WHAT THE EXERCISE ASKS
All lines from the one with "of the rusty" through the last are to be given again exactly as they stand in the data below, and only those.

Saved data entries
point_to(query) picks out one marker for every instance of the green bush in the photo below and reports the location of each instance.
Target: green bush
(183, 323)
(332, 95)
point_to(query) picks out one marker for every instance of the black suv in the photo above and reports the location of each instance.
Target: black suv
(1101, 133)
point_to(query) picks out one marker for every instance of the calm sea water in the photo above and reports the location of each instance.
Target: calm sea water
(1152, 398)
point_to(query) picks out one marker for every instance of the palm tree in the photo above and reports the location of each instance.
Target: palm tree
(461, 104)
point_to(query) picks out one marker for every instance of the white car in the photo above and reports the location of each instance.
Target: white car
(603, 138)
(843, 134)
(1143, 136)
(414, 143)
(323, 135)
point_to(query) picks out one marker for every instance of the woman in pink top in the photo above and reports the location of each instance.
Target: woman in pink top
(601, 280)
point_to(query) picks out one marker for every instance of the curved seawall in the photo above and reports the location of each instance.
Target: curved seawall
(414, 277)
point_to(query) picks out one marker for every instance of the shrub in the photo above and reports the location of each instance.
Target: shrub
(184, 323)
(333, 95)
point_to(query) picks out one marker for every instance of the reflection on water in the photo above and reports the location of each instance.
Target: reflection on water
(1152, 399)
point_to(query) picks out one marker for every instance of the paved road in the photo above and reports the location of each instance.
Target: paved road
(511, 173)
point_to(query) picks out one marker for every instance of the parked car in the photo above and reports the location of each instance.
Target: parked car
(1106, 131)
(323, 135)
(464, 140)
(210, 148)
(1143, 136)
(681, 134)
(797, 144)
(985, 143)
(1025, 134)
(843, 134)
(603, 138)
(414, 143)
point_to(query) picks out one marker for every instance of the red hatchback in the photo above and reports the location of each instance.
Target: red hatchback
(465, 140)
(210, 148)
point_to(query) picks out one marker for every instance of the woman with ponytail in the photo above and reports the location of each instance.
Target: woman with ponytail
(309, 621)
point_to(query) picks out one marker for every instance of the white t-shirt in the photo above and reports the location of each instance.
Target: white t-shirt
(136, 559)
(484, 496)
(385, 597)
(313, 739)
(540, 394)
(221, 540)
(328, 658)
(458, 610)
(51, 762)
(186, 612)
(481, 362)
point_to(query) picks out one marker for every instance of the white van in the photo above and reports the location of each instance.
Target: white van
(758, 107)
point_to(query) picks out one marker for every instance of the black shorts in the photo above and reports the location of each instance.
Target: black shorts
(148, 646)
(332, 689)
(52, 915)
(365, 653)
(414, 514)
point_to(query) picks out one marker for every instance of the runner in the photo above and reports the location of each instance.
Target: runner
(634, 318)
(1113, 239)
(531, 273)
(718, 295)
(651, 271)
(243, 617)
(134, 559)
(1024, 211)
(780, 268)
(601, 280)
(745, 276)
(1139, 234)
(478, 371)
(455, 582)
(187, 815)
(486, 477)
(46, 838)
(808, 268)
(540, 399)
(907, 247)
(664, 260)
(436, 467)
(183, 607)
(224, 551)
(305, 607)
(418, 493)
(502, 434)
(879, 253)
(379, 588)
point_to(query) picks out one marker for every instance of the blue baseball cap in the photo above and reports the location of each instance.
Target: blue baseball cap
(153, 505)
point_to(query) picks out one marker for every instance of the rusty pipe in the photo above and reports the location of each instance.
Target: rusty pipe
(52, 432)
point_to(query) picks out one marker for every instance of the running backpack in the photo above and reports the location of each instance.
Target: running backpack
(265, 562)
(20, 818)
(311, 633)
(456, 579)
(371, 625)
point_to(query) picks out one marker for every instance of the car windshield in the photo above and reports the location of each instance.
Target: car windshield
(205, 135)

EXERCISE RESPONSE
point_to(query) picks out one marker for every instance of the rusty pipe in the photo above and reports the location of each instance.
Target: rusty pipe
(52, 432)
point_to(query) picks out one marker for every instance of the running backpack in the photo above and reports the location of each instance.
Target: running backpack
(265, 562)
(20, 818)
(311, 633)
(456, 579)
(371, 625)
point_to(query) picks out one marker for every instance of the car windshield in the photo above and reports the location of each instance.
Target: car windshield
(205, 135)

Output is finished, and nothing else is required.